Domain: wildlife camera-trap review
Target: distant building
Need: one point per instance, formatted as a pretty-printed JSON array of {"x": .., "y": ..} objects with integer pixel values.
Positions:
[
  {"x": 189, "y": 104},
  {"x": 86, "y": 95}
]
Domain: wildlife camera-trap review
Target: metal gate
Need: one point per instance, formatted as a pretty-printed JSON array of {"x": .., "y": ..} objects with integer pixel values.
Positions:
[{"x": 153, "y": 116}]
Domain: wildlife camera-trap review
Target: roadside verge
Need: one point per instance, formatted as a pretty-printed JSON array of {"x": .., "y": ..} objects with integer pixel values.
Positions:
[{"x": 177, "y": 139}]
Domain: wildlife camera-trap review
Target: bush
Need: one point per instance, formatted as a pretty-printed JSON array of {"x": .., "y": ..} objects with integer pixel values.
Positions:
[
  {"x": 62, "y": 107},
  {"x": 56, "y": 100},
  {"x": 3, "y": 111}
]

> **Task brief**
Each line above must be printed exactly as it appears.

> **Answer**
Domain: wildlife camera-trap review
Target: distant building
Need: one point per instance, formatted as a pretty-printed JSON array of {"x": .., "y": ..} objects with integer pixel values.
Positions:
[
  {"x": 189, "y": 104},
  {"x": 86, "y": 95}
]
Domain: wildlife camera-trap review
Target: metal gate
Need: one point per instance, formatted as a pretty-printed JSON array of {"x": .., "y": ..} objects with integer pixel values.
Positions:
[{"x": 153, "y": 116}]
Domain: wildlife camera-trap review
Target: roadside verge
Need: one point per instance, formatted as a pretty-printed JSON array of {"x": .., "y": ..} objects with integer pixel values.
Positions:
[{"x": 177, "y": 139}]
Domain: wildlife camera-trap review
Target: bush
Need: one point per instance, formatted as a pretty-printed JSON array of {"x": .., "y": ..} objects with integer pixel values.
Positions:
[
  {"x": 62, "y": 107},
  {"x": 56, "y": 100},
  {"x": 3, "y": 111}
]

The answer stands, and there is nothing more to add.